■ Selected extract
Jesus is with you when you go down to your personal pit of hell. He is with you when you climb to your greatest successes.
And He is with you right now, as you contemplate Easter with no mass, no church, no organ music and no flickering candles.
The mass is beauty that gilds history’s greatest ugliness. It re-enacts the torture and murder of God in the flesh by corrupt priests and a cowardly politician.
The mass is awful and wonderful. But it is not pretty. No matter how we dress it up with incense, flowers and song, the ugly bones of what it represents stick up through the lace. It is the Temple sacrifice of the Son of God, the lamb without blemish, for our sins. It is our entrance into God’s Passover.
The miracle is that God’s Passover is ours without the mass as well as with it. The Holy Spirit will sprinkle the Blood of the Lamb on the lintel posts of the doors of our hearts this Easter. All we have to do is open ourselves to Him and the graces that He gives us.

■ Data listing
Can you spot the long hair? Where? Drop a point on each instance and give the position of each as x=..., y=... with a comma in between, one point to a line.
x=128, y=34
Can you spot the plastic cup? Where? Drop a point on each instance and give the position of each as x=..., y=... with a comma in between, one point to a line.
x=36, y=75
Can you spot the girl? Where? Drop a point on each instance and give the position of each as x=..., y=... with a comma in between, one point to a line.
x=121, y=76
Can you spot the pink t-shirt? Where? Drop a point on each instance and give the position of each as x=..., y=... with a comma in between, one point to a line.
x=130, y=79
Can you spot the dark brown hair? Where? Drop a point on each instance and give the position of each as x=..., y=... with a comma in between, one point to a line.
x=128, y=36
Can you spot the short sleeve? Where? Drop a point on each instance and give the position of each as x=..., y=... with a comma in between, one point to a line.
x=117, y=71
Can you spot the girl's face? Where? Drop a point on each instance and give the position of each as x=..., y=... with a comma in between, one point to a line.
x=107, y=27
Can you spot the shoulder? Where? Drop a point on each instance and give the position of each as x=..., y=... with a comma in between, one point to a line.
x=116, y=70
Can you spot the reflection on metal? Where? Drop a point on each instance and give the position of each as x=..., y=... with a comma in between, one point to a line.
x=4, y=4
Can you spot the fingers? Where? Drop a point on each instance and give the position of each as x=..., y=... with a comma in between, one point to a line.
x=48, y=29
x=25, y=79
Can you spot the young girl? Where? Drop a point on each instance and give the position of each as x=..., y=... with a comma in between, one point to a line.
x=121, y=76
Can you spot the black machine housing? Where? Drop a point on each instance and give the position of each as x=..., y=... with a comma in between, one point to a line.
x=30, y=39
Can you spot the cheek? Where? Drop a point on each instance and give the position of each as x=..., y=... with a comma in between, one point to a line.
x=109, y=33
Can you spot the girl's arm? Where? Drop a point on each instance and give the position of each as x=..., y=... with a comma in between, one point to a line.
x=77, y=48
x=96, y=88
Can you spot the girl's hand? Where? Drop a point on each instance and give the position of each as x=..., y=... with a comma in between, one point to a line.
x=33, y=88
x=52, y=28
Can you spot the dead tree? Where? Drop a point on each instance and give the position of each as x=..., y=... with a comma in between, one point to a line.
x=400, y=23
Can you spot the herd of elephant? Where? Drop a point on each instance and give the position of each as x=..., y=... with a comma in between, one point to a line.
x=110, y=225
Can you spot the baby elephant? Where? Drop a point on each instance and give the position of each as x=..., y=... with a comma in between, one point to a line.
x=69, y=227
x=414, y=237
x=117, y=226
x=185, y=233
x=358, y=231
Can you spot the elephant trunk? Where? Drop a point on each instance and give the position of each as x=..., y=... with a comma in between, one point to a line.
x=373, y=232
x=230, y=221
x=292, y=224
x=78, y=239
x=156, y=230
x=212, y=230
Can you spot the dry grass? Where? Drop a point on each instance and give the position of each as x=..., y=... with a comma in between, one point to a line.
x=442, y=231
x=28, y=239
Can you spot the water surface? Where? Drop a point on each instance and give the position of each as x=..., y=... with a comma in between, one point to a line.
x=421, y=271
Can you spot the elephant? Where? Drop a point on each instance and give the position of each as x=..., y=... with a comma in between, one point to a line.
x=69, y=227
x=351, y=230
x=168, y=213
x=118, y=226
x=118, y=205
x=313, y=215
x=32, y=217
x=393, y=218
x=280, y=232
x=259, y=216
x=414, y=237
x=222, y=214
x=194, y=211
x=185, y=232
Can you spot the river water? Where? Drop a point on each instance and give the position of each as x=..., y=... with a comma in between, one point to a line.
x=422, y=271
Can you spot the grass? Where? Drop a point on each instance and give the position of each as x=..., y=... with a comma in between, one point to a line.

■ Goals
• A. Swap "dry grass" for "tall grass" in the records, in the stretch from the line containing "Can you spot the herd" through the line containing "x=28, y=239", and return only those lines.
• B. Carry the reflection on Easter without the mass forward, starting after its final sentence.

■ Results of the tasks
• A.
Can you spot the herd of elephant? Where? Drop a point on each instance and give the position of each as x=..., y=... with a comma in between, one point to a line.
x=110, y=225
Can you spot the baby elephant? Where? Drop a point on each instance and give the position of each as x=..., y=... with a comma in between, one point to a line.
x=69, y=227
x=414, y=237
x=117, y=226
x=185, y=233
x=358, y=231
Can you spot the elephant trunk? Where? Drop a point on each instance and give the position of each as x=..., y=... with a comma in between, one point to a line.
x=373, y=232
x=230, y=221
x=292, y=224
x=78, y=239
x=156, y=230
x=212, y=230
Can you spot the tall grass? Where? Drop a point on each instance and give the position of each as x=..., y=... with a comma in between, one point to a line.
x=442, y=231
x=28, y=239

• B.
God is lavish with His love.
He will not leave us orphans.
There is no reason to feel loss or wonder how to “do” Easter in our homes.
Go outside on Holy Thursday, on the night when He was taken, and look up at the full Passover moon. Jesus prayed in the light of that same moon in Gethsemane. The Israelites walked out of Egypt under it.
The Triduum is the re-enactment of our Passover. Jesus took Death onto Himself so that death might pass over us.
Learn the lesson of this Lent. Know it in full. He will never leave you or forsake you. He will be with you until the end of the world. And when you leave this life, He will welcome you home.